==== MATERIAL ====

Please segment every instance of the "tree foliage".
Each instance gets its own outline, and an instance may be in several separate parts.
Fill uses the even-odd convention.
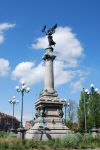
[[[100,128],[100,94],[95,90],[89,94],[82,91],[77,114],[81,131],[85,130],[85,114],[88,130],[93,127]]]

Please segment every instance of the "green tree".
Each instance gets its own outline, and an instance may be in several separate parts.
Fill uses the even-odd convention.
[[[84,99],[85,98],[85,99]],[[81,131],[85,130],[85,114],[87,129],[100,127],[100,94],[93,89],[87,94],[84,91],[80,94],[79,107],[77,110],[78,124]]]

====

§ **WRITTEN INSTRUCTION**: Could you return all of the data above word for word, leaving the pictures out of your answer?

§ **WRITTEN ANSWER**:
Please segment every instance of the "tree foliage".
Each instance gets its own outline, and an instance may be in several separate parts.
Fill uses the even-odd convention.
[[[100,128],[100,94],[95,90],[89,94],[82,91],[77,114],[81,131],[85,130],[85,114],[88,130],[93,127]]]

Please segment every instance of the "green tree".
Each instance gets its own outline, and an instance may be in several separate parts.
Fill uses the even-odd convention.
[[[84,99],[85,98],[85,99]],[[81,131],[85,130],[85,114],[87,129],[100,127],[100,94],[93,89],[87,94],[84,91],[80,94],[79,107],[77,110],[78,124]]]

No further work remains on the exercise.